[Pointing dataset records]

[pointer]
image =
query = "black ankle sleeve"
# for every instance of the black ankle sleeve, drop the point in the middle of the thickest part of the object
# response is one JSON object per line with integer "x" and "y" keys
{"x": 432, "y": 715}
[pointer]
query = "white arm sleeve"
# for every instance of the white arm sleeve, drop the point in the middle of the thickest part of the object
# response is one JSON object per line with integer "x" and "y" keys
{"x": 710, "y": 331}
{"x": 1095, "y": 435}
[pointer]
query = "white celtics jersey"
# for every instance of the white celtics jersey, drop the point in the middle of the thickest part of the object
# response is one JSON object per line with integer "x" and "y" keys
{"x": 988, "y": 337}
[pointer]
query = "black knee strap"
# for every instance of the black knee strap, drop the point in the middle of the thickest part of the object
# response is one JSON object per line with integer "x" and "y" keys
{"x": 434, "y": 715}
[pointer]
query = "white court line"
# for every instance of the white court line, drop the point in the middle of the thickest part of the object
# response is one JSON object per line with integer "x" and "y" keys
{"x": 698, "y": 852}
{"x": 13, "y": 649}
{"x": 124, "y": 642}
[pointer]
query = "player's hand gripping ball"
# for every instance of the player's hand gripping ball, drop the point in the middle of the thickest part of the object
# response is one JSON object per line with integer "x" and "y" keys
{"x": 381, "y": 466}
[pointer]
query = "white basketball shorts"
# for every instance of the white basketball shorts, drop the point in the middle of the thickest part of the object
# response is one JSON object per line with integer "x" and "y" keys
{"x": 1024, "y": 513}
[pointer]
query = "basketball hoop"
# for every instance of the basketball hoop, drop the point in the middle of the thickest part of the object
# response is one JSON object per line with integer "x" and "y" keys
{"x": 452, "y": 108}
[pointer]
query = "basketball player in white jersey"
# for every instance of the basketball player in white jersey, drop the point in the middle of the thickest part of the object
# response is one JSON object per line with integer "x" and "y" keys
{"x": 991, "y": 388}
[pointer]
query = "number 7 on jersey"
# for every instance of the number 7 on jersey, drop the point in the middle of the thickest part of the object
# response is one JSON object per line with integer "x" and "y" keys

§ **Exercise instructions**
Word for word, extract all the records.

§ **Finished answer**
[pointer]
image =
query = "black ankle sleeve"
# for every instance of the black ankle sleeve, drop the point in the middle of the thickest part of the object
# response is one JSON object per line with integer "x" and "y" keys
{"x": 432, "y": 715}
[pointer]
query = "white arm sleeve"
# for every instance of the white arm sleeve, drop the point in the middle of the thickest part of the object
# response is one JSON object per line with integer "x" and "y" keys
{"x": 710, "y": 331}
{"x": 1095, "y": 435}
[pointer]
query = "white celtics jersey"
# for every instance of the white celtics jersey, drop the point in the middle of the thickest part of the object
# response is one JSON object per line with integer "x" and "y" keys
{"x": 988, "y": 337}
[pointer]
query = "black knee strap"
# for every instance of the black knee strap, drop the point in the middle of the thickest part of the object
# response is one JSON object per line with integer "x" and "y" keys
{"x": 434, "y": 715}
[pointer]
query = "white court line"
# for every instance of the white court line, drop the point in the middle of the thickest part of the object
# response is one JSON object per line with integer "x" and "y" keys
{"x": 698, "y": 852}
{"x": 13, "y": 649}
{"x": 124, "y": 642}
[pointer]
query = "player's hand gripping ball"
# for every instance of the player's hand gripping ball, drop the point in the middle of the thickest part of the object
# response is one JSON object per line with integer "x" and "y" keys
{"x": 381, "y": 466}
[pointer]
query = "white basketball shorts"
# for every instance of the white basketball shorts, drop the point in the middle of the thickest part of the object
# response is one JSON object per line with integer "x" and "y" keys
{"x": 1024, "y": 513}
[pointer]
query = "basketball hoop"
# for every instance of the basketball hoop, drop the point in the middle of the thickest part of the object
# response is one JSON object per line with integer "x" and "y" keys
{"x": 452, "y": 108}
[pointer]
query = "basketball player in white jersey"
# for every instance of the basketball player in white jersey, drop the point in the middle of the thickest part of the object
# response is one JSON object per line with integer "x" and "y" keys
{"x": 991, "y": 388}
[pointer]
query = "number 7 on jersey"
# for every instance of the number 7 on jersey, drop the point in the middle of the thickest part of the object
# response is one JSON object per line with integer "x" and "y" keys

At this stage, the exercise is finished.